**Task directions**
Swap "marker" for "point" in the entries from the line containing "Annotation guideline: every instance of the man's arm" through the end of the entries, inclusive, and give only those lines, otherwise unchanged.

[start of Supplied material]

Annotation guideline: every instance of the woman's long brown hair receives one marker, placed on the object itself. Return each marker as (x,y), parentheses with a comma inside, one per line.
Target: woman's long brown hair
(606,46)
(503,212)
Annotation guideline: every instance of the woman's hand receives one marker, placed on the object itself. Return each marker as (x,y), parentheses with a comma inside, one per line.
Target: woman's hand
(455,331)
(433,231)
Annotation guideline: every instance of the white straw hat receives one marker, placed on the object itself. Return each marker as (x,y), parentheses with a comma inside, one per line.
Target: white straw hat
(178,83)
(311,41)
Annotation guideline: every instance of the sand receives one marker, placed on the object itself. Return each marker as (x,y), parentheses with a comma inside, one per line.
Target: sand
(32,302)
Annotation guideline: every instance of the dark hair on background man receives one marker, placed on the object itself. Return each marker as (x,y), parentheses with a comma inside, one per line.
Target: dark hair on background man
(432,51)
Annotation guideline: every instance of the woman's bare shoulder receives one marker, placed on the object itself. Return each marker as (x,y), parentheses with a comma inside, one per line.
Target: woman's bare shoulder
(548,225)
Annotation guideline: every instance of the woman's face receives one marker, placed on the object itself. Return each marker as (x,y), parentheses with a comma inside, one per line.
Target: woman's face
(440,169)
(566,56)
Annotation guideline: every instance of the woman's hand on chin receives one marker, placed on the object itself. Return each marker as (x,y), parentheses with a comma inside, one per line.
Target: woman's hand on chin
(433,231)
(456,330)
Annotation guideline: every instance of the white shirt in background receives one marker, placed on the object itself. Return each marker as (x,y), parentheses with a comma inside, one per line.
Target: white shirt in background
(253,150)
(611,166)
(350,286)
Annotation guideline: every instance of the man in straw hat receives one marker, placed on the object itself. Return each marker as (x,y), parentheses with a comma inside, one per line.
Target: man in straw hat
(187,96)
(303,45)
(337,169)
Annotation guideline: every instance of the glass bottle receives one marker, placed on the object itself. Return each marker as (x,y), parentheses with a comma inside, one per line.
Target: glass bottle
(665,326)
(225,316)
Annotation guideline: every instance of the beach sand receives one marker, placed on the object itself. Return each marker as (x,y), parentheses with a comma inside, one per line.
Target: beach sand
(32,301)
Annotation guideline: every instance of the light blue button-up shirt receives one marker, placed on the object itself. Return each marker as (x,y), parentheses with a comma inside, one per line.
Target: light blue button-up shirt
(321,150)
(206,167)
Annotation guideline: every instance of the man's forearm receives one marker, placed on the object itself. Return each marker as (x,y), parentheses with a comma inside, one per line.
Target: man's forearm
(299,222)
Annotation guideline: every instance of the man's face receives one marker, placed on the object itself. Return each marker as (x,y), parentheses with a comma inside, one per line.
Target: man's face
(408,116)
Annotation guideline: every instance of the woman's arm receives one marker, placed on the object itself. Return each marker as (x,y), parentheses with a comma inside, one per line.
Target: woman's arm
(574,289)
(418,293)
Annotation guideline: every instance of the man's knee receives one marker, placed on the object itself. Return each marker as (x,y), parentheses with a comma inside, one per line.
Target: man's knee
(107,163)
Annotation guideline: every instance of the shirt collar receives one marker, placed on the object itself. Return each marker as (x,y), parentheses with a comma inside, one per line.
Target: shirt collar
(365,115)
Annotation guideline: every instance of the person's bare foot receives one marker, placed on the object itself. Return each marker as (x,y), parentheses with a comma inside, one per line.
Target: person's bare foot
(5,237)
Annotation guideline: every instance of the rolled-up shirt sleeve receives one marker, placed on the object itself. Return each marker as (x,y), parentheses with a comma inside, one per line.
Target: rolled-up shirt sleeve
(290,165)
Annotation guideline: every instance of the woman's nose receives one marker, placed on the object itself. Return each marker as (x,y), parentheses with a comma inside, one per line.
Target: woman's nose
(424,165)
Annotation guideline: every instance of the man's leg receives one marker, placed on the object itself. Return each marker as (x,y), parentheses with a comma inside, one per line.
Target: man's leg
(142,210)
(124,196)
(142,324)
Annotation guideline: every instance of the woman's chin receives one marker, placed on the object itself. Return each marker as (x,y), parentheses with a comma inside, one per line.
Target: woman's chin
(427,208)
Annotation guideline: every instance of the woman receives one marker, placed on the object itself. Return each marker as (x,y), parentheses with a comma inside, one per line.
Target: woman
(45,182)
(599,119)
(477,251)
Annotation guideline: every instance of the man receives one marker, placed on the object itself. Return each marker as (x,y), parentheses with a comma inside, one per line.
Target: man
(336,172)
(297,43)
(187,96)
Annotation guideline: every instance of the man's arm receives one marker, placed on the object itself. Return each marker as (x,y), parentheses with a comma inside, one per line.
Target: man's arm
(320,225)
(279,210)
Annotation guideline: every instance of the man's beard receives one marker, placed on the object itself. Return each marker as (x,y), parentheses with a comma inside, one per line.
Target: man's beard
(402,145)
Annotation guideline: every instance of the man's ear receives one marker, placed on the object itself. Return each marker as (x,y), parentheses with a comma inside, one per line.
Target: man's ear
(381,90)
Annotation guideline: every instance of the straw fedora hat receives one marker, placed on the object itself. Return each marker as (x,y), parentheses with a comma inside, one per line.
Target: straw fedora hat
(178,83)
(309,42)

[end of Supplied material]

**Task result**
Annotation guideline: every instance of the man's arm receives one point, placed on the object itself. Return each point as (x,y), parentheses with a comma inside, one per line.
Target: man's arm
(320,225)
(279,210)
Annotation guideline: every instance of the man's beard receives one point, placed on the object itself. Return each point as (x,y), parentheses with a comma inside, one per line.
Target: man's beard
(402,145)
Annotation guideline: every instance of the man's ear receives one point, placed on the object itself. Return each point as (x,y), parentheses with a comma inside, one per line.
Target: man's ear
(381,90)
Annotation guideline: every instance of the straw fedora hat receives one point, placed on the object itself. Return each point as (x,y), parentheses with a comma inside, one per line.
Target: straw fedora hat
(178,83)
(309,42)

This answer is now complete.